BEGIN THE INPUT

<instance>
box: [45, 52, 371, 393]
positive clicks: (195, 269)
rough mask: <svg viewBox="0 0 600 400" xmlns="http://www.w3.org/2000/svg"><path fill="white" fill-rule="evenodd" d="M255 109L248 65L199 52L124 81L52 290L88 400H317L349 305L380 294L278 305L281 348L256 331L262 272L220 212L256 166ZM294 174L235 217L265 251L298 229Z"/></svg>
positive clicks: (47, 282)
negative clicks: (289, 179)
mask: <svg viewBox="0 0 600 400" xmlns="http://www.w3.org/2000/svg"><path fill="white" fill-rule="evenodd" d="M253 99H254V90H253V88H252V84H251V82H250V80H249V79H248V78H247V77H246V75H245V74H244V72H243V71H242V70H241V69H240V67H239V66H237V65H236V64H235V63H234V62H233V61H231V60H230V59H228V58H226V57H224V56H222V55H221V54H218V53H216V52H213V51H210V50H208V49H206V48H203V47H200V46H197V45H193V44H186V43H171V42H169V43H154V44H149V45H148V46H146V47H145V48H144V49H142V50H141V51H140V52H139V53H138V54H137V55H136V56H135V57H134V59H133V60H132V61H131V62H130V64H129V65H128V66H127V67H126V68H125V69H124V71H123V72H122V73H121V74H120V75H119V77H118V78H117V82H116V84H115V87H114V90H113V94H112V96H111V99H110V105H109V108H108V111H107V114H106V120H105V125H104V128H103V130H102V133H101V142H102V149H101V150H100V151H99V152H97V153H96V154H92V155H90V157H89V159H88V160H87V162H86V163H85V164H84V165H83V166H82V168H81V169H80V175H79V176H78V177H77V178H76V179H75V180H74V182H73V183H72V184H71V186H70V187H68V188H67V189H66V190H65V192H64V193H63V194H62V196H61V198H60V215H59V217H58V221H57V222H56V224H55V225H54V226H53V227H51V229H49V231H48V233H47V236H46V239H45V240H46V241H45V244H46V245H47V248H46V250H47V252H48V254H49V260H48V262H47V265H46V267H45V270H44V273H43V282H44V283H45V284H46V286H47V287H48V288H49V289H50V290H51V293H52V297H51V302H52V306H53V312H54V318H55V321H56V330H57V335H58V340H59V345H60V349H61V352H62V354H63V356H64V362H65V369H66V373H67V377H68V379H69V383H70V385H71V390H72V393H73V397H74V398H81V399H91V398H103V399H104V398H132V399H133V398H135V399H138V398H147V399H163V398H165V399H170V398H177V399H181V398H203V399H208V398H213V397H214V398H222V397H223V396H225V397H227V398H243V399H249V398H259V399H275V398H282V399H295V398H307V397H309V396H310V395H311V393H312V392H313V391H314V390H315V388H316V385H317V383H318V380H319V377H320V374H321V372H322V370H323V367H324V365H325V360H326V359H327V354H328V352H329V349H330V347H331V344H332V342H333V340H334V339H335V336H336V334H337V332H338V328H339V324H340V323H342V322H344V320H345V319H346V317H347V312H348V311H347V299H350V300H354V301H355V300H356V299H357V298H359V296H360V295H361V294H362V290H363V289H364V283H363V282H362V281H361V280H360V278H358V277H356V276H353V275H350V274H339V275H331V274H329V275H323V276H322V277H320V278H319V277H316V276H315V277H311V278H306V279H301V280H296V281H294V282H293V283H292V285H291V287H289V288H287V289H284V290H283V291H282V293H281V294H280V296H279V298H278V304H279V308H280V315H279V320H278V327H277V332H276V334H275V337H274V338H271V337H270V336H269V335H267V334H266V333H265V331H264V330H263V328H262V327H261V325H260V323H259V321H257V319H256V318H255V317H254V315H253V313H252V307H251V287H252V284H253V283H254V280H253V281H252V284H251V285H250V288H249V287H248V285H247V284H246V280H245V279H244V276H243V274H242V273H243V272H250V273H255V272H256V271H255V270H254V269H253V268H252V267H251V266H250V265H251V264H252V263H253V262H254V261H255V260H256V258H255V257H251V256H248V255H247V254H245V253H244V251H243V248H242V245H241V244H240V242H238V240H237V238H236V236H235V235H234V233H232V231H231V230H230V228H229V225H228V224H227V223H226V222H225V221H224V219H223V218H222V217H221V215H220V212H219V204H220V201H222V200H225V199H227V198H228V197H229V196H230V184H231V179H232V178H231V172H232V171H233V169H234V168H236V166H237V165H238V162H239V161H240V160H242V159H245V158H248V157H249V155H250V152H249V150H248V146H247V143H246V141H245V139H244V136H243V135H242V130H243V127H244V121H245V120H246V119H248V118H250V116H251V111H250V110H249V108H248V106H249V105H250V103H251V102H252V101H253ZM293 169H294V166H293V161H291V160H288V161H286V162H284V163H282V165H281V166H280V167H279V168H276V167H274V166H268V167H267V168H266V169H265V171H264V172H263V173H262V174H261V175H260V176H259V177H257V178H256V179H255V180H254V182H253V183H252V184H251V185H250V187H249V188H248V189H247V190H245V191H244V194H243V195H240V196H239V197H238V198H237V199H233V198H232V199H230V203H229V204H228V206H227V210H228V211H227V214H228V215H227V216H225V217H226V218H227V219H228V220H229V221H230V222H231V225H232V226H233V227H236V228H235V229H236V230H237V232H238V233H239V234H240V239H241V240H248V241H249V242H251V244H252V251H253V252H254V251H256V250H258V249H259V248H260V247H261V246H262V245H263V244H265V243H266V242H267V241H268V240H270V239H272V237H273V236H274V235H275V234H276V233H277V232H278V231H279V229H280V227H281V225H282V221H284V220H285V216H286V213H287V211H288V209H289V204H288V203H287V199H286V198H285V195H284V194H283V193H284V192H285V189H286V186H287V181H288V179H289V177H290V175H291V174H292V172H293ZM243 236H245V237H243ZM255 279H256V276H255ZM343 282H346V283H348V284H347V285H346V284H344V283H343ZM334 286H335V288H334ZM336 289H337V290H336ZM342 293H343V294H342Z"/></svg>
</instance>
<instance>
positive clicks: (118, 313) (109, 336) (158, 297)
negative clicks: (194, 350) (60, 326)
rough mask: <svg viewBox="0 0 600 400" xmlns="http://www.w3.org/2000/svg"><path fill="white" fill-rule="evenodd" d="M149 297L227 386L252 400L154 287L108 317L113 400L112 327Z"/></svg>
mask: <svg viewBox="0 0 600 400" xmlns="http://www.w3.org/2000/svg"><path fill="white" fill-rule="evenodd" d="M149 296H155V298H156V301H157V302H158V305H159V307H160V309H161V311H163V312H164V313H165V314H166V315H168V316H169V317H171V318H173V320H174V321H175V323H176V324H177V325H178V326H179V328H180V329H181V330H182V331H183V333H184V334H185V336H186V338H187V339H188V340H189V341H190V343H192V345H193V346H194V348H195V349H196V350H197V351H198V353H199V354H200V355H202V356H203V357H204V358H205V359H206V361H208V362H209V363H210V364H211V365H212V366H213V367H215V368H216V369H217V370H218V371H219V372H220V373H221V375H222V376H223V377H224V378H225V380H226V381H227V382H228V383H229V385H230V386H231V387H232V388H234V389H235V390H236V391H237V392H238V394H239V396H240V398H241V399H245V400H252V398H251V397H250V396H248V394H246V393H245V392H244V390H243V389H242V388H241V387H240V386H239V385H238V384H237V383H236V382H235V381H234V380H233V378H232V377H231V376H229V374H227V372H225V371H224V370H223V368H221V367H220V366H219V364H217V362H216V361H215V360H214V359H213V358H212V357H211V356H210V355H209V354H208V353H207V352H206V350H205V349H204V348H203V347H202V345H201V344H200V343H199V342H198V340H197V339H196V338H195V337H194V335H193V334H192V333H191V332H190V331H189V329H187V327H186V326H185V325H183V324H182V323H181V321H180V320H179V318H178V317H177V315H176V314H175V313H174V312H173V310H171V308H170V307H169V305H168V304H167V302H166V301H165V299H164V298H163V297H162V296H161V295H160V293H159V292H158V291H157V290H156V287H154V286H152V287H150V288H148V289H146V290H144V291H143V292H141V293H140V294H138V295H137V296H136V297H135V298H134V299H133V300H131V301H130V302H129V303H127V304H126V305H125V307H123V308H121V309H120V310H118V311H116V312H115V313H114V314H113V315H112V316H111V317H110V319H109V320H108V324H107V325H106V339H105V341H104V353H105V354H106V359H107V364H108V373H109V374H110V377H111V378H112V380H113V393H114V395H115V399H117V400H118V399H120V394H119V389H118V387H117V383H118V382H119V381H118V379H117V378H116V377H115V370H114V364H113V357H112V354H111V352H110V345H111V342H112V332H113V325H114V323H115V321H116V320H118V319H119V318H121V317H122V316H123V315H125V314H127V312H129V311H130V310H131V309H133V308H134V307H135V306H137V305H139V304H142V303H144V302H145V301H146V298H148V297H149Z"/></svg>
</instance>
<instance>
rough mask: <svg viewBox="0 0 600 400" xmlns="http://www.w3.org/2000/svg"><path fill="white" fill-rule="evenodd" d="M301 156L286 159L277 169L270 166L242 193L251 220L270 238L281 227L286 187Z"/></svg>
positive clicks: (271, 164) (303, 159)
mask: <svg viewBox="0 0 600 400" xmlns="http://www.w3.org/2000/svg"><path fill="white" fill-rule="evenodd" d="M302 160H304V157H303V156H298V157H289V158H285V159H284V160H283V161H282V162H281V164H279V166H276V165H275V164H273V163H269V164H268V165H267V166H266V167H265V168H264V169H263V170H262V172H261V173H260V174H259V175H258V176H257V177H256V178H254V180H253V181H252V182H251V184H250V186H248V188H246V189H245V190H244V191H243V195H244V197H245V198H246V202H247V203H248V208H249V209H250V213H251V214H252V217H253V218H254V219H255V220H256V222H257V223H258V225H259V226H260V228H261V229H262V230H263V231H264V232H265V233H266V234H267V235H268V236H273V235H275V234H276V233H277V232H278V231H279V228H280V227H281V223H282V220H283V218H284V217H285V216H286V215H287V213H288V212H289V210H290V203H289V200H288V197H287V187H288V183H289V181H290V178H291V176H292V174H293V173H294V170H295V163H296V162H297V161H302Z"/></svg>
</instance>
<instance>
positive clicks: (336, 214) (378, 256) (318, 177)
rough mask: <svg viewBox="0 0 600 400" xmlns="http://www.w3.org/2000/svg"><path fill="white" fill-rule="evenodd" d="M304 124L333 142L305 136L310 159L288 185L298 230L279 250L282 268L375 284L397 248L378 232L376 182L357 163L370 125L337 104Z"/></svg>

END THE INPUT

Set down, word for word, each line from the top of the records above through the line with "positive clicks: (195, 269)".

<instance>
box: [45, 52, 371, 393]
positive clicks: (195, 269)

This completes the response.